TASK BRIEF> Revise the records starting at the very first line and ending at the line containing "task: segment each instance of the black shoe", changing "black shoe" to "brown sandal" and leaving everything else as it stands. Give only those lines.

DATA ROWS>
--- --- ---

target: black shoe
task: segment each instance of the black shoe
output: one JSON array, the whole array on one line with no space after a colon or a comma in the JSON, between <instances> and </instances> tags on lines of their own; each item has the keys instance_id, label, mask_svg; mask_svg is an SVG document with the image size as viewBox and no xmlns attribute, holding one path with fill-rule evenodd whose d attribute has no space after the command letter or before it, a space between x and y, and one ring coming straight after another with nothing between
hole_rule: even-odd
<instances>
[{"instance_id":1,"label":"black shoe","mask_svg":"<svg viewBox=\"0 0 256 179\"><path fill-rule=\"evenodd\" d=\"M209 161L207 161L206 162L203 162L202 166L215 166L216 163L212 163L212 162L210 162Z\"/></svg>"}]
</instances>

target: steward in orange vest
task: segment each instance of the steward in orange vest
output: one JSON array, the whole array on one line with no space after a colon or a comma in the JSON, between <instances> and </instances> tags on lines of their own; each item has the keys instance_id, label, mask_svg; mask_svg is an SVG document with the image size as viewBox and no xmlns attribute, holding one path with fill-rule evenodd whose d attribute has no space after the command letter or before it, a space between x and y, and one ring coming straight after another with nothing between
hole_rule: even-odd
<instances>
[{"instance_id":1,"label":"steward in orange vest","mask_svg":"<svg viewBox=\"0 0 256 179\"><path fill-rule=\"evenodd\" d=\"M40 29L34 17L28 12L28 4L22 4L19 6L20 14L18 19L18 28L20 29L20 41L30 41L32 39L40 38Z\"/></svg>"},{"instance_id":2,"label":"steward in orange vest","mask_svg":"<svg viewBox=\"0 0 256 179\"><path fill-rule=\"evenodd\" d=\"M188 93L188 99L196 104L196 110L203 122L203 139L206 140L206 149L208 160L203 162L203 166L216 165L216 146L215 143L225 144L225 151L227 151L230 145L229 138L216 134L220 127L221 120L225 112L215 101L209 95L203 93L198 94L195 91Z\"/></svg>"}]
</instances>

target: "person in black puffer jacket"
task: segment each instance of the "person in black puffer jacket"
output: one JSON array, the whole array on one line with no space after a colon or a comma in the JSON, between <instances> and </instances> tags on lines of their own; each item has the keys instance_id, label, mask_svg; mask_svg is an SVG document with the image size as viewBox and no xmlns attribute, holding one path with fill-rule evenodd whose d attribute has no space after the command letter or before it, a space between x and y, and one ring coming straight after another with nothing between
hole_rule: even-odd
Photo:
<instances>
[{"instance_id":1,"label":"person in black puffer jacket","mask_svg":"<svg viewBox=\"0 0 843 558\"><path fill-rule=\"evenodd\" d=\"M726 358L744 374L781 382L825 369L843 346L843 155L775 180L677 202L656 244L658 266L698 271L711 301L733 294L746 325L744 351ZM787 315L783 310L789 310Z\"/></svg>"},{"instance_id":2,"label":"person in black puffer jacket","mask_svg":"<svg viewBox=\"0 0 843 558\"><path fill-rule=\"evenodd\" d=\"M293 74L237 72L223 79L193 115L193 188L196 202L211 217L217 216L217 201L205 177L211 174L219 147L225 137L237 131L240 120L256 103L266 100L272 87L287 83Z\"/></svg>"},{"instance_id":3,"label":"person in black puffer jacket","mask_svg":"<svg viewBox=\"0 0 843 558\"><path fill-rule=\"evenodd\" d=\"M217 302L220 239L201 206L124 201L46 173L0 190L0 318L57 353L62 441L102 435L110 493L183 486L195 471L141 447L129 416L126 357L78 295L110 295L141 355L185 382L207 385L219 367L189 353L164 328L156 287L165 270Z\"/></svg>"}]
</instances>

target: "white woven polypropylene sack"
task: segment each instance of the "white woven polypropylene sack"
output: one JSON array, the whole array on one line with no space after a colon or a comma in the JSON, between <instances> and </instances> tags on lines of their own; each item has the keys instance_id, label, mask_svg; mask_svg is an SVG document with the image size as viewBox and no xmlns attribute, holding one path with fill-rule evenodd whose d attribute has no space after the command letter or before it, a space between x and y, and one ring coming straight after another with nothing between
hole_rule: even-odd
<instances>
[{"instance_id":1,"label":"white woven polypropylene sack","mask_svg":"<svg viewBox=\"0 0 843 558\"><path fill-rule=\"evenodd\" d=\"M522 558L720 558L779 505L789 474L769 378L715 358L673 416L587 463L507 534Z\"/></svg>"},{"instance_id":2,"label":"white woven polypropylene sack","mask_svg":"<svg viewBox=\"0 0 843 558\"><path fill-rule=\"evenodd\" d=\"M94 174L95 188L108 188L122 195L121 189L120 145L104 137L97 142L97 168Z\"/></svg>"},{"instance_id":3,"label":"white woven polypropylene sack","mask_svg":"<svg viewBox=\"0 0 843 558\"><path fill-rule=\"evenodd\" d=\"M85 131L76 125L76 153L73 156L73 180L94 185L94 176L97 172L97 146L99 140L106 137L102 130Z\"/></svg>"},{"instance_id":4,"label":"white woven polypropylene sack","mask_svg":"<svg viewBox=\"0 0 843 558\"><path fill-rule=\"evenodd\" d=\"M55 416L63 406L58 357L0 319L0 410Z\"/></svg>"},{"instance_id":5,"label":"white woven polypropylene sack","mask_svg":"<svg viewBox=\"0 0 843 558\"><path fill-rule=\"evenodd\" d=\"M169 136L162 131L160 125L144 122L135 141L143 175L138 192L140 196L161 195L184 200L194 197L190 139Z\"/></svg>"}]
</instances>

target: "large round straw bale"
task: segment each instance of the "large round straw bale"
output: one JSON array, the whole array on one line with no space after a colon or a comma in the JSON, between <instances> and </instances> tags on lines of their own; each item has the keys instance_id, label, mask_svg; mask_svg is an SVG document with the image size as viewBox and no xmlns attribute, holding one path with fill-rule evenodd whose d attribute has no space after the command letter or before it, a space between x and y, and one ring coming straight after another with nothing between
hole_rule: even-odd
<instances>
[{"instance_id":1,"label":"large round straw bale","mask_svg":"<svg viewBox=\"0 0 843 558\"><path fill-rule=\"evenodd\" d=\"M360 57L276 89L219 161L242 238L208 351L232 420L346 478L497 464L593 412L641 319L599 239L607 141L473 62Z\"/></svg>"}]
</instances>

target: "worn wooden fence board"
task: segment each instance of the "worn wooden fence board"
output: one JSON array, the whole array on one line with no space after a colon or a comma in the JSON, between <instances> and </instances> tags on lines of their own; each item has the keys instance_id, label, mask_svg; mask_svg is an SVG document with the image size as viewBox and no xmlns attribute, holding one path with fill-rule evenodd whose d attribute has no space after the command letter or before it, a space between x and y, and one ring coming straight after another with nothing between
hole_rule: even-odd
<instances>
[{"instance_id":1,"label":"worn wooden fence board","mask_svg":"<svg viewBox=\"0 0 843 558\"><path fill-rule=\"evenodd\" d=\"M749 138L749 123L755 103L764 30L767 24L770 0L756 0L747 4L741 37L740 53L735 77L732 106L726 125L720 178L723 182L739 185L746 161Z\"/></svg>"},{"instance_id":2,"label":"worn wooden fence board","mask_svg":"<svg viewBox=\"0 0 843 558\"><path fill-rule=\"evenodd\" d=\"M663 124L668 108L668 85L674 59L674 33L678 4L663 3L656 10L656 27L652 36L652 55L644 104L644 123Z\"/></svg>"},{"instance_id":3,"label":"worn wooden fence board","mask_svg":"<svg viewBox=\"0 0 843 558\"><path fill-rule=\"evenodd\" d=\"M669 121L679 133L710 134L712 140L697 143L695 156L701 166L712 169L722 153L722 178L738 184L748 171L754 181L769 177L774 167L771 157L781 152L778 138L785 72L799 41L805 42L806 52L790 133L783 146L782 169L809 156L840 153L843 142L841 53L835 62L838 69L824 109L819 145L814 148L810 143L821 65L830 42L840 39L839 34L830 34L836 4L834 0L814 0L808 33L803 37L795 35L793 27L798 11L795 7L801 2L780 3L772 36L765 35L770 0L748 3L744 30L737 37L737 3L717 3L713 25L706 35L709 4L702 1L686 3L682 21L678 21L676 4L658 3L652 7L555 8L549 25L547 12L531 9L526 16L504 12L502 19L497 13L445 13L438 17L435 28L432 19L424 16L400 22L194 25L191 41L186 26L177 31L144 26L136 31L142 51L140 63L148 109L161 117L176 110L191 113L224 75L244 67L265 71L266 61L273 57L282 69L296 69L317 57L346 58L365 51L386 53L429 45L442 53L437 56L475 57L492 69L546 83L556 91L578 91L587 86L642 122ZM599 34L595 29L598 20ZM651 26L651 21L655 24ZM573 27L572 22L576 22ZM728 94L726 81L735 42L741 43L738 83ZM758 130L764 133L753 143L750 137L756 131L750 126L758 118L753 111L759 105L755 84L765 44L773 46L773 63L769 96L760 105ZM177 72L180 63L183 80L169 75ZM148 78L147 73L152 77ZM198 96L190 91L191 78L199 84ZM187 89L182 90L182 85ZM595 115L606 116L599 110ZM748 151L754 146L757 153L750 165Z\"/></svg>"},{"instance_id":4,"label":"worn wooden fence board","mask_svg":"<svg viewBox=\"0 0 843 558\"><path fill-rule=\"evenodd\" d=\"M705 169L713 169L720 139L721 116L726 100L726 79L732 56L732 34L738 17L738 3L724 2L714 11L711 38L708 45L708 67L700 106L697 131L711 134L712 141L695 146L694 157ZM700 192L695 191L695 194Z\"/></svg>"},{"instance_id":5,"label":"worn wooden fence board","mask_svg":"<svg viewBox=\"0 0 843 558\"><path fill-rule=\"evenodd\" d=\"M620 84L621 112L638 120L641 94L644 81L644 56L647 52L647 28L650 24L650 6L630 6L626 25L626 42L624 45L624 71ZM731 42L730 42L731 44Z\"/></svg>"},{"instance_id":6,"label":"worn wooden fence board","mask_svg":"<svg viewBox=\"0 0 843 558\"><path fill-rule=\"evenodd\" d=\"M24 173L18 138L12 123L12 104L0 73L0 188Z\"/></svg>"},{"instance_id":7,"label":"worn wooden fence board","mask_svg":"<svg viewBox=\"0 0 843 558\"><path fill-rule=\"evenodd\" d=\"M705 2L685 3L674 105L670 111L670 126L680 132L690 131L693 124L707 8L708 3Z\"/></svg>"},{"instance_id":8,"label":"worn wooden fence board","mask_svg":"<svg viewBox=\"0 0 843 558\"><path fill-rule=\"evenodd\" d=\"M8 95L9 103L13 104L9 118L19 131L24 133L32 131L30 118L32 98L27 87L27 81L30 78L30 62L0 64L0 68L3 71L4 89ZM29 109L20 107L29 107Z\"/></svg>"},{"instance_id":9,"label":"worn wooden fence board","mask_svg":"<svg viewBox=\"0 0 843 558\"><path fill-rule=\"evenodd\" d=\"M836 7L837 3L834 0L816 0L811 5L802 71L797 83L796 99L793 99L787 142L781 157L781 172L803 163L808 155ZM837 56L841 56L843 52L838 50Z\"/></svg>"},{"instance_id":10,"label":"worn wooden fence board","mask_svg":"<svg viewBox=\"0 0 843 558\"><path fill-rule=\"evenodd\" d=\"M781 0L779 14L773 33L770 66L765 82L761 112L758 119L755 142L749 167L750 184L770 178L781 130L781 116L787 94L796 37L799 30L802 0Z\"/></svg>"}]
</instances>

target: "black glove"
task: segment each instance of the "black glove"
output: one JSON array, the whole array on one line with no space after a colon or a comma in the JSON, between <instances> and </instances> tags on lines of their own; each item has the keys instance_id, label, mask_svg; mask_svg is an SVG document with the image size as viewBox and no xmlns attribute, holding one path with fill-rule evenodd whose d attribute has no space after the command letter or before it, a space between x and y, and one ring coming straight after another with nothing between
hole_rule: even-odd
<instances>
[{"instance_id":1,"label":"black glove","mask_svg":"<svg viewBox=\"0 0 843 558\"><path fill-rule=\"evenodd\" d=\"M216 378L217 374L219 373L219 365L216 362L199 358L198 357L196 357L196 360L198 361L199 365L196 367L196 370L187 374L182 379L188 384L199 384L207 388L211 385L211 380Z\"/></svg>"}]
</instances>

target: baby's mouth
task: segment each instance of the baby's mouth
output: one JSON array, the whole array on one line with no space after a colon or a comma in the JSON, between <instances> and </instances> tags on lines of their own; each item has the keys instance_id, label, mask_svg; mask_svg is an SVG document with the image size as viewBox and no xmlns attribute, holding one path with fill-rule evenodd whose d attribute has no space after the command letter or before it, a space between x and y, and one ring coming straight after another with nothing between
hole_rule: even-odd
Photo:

--- --- ---

THE OUTPUT>
target: brown sandal
task: segment each instance of the brown sandal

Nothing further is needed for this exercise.